> _Task instructions_
Retype nothing except the lines below from the one with "4. Pinpoint every dog" through the one with "4. Pinpoint every outstretched", exactly, with images left out.

*** Opening Data shown ***

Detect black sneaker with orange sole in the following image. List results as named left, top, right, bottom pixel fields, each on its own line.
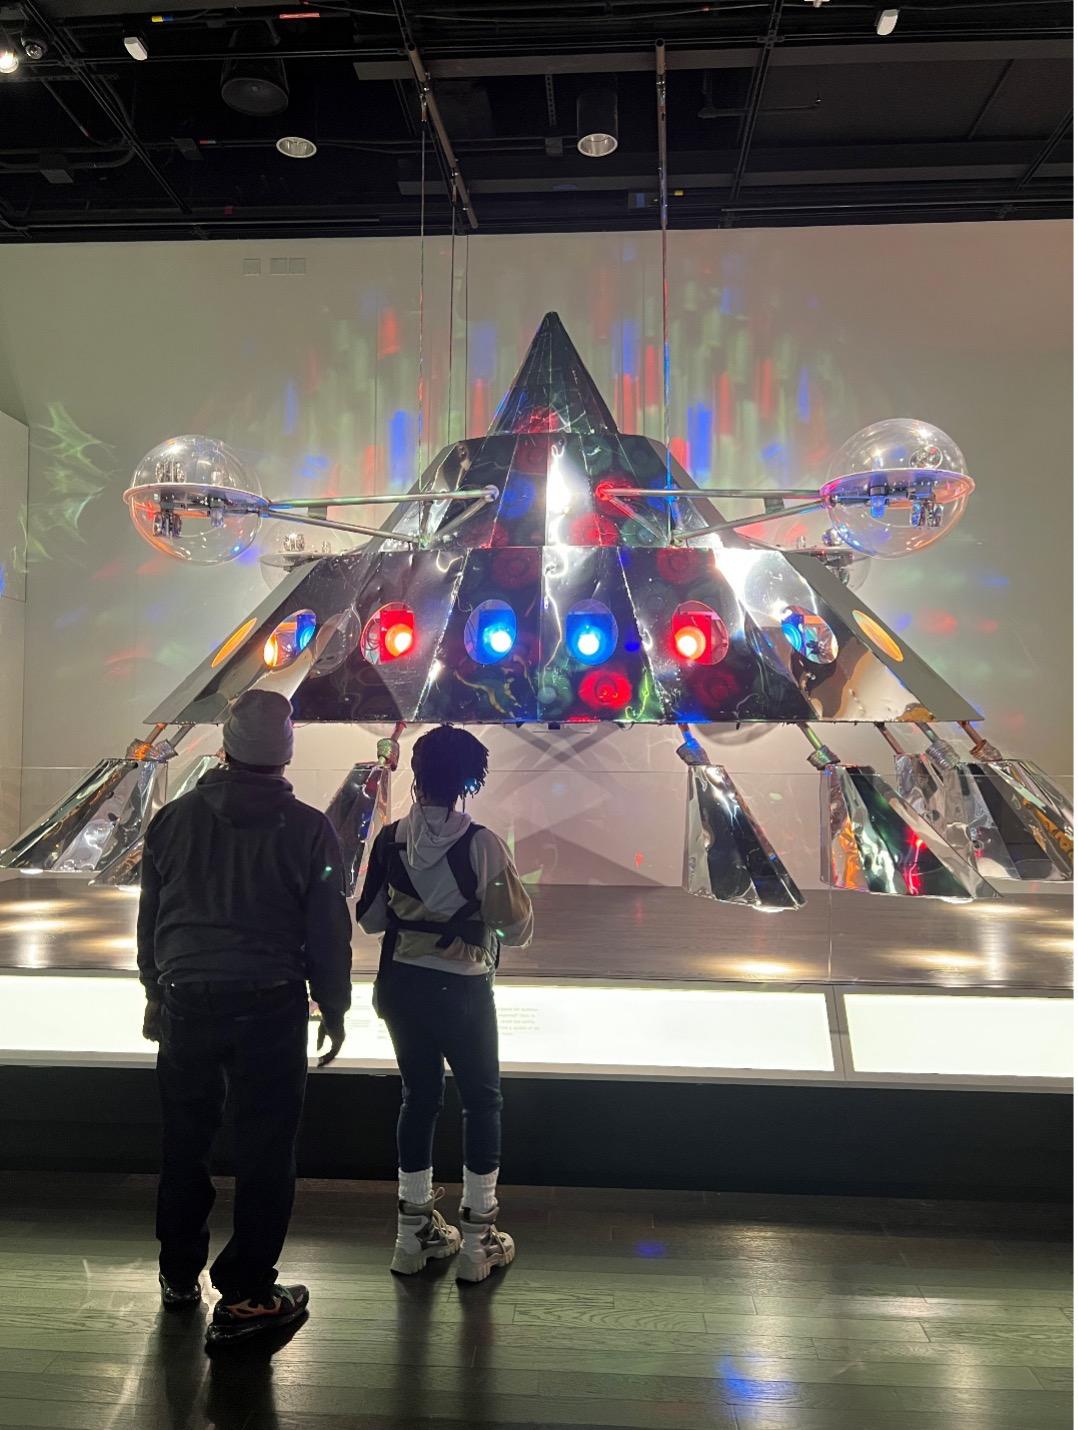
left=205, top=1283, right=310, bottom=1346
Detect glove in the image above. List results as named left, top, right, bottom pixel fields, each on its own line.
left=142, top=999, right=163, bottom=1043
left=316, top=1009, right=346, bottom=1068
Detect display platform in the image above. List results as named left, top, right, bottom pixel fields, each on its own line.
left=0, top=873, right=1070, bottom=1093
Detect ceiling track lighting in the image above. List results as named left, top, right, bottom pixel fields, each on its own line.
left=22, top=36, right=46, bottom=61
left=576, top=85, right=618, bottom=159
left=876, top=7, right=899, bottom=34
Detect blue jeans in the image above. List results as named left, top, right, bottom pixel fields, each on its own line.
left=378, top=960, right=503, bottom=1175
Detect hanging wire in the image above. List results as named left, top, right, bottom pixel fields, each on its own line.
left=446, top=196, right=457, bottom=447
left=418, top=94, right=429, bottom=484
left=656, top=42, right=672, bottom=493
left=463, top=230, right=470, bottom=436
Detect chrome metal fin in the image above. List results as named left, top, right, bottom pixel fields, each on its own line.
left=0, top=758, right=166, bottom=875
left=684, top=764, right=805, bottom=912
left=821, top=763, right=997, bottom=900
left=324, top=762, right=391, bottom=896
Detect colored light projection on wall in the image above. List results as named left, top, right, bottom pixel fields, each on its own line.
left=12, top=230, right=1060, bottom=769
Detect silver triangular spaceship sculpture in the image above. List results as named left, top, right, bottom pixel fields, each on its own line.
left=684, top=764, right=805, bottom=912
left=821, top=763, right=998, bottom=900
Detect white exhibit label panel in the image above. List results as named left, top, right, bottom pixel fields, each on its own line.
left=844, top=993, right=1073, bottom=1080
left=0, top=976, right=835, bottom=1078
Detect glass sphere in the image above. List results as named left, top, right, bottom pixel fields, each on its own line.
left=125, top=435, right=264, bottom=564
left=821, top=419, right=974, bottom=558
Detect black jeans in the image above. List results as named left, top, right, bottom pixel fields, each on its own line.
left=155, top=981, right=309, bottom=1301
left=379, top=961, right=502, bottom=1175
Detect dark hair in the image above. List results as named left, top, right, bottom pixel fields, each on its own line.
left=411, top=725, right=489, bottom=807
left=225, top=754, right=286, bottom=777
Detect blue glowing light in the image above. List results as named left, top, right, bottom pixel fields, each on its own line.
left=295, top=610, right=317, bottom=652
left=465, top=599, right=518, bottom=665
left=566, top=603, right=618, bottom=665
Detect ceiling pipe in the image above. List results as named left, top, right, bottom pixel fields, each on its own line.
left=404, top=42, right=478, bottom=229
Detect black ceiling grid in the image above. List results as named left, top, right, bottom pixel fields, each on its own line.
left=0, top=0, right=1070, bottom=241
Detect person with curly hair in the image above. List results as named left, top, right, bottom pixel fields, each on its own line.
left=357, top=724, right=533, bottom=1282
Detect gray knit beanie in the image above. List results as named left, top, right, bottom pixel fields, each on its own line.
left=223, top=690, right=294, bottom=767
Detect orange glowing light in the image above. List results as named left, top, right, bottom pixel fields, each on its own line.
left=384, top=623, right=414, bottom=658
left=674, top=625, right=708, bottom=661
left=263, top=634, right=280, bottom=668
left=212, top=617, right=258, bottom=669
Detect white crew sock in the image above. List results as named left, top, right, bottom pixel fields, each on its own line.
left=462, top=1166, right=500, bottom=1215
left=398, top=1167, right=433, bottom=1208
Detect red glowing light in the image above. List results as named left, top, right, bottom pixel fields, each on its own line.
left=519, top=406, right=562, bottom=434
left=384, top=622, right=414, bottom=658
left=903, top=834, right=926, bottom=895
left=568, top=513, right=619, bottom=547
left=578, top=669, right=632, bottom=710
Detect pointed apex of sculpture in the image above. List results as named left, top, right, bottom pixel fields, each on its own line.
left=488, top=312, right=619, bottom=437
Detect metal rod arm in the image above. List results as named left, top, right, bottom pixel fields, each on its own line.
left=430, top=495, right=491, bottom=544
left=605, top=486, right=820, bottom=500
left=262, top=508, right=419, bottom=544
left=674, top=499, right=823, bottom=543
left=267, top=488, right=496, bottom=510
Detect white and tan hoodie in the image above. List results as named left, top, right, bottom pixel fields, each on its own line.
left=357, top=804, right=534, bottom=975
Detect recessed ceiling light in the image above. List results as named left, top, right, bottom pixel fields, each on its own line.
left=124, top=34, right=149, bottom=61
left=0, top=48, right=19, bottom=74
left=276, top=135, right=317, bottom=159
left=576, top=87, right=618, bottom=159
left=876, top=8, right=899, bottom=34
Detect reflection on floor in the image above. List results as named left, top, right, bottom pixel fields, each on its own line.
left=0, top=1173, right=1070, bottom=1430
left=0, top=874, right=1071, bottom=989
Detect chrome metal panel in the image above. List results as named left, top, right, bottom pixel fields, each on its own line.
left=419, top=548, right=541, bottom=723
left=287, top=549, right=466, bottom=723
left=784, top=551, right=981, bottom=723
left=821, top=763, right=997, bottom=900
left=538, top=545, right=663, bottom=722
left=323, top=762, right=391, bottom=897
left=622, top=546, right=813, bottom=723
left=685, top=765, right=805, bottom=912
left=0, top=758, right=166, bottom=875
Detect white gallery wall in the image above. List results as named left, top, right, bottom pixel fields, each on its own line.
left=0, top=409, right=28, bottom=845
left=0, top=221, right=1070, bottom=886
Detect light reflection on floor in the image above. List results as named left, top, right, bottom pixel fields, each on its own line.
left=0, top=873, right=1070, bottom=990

*** Closing Data shown ***
*** Opening Data shown ***

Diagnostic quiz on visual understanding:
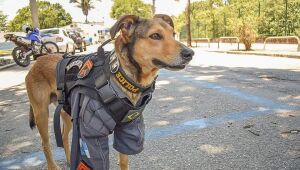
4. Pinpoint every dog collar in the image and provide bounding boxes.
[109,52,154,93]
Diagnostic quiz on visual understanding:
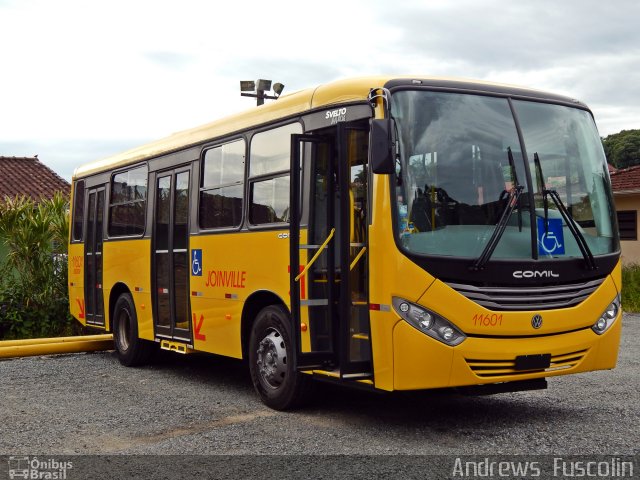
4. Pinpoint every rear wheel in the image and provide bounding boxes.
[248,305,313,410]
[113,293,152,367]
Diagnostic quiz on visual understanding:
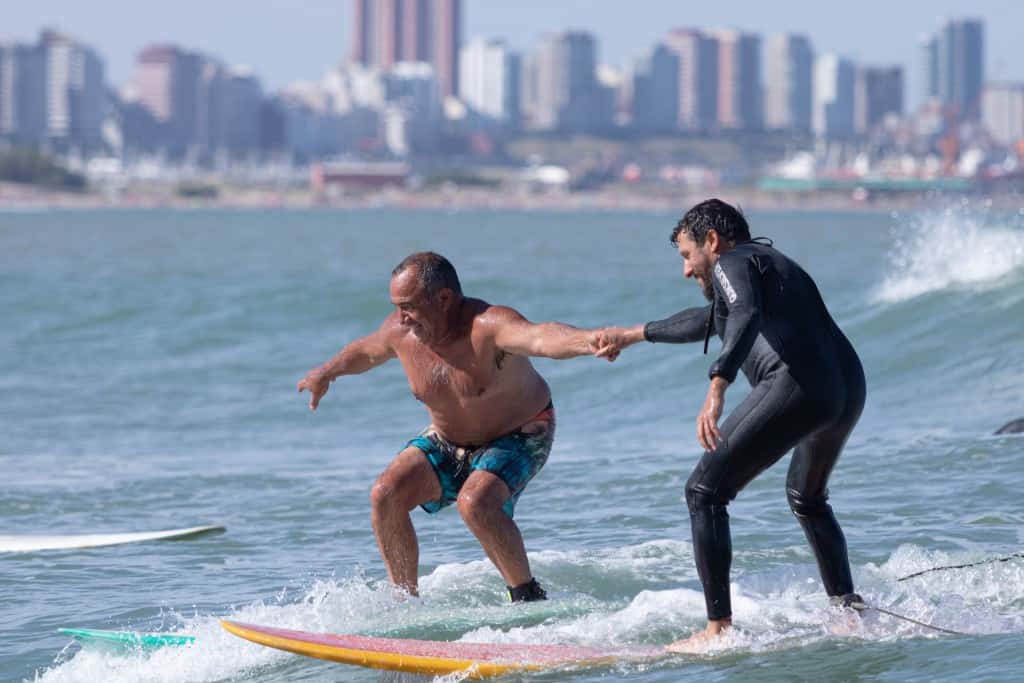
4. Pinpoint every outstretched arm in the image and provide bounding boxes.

*** Closing Data shown ***

> _Result of this task_
4. Pinpoint every dog collar in the image and provide bounding boxes.
[109,52,154,93]
Diagnostic quiz on visual understanding:
4. Pinpoint every rear wheel in the image and provide bounding boxes.
[248,305,313,410]
[113,293,152,367]
Diagnostic quiz on visual understanding:
4. Pinpoint every outstretched arm in the image and provide bounding boxes.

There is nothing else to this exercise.